[Stored entries]
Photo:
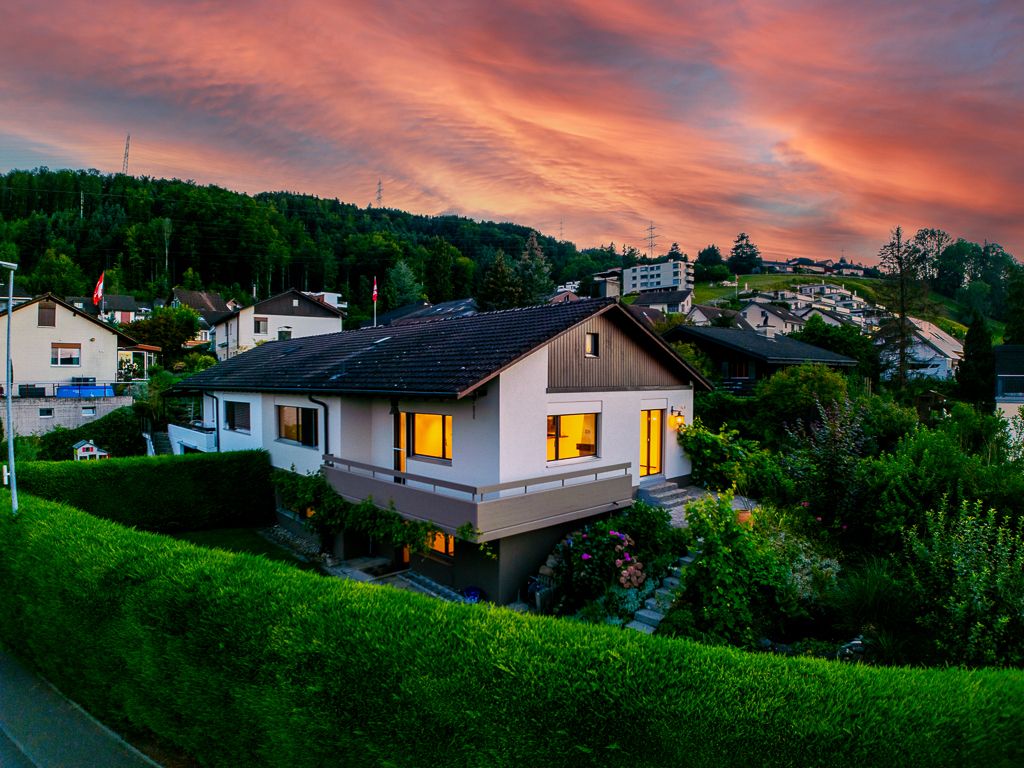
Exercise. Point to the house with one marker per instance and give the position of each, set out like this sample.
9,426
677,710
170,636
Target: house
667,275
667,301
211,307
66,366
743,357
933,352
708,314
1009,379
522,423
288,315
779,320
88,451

==

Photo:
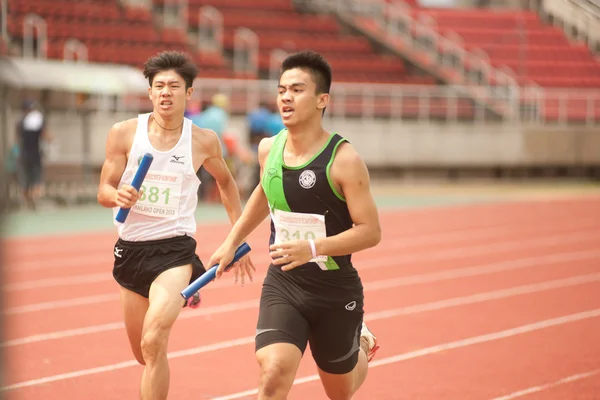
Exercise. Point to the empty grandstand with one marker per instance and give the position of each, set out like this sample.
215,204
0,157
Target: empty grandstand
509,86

Work to be completed: Count how many lines in the records above contain the word "each", treating uppercase and lowercase as different. Give only the number.

Expected output: 2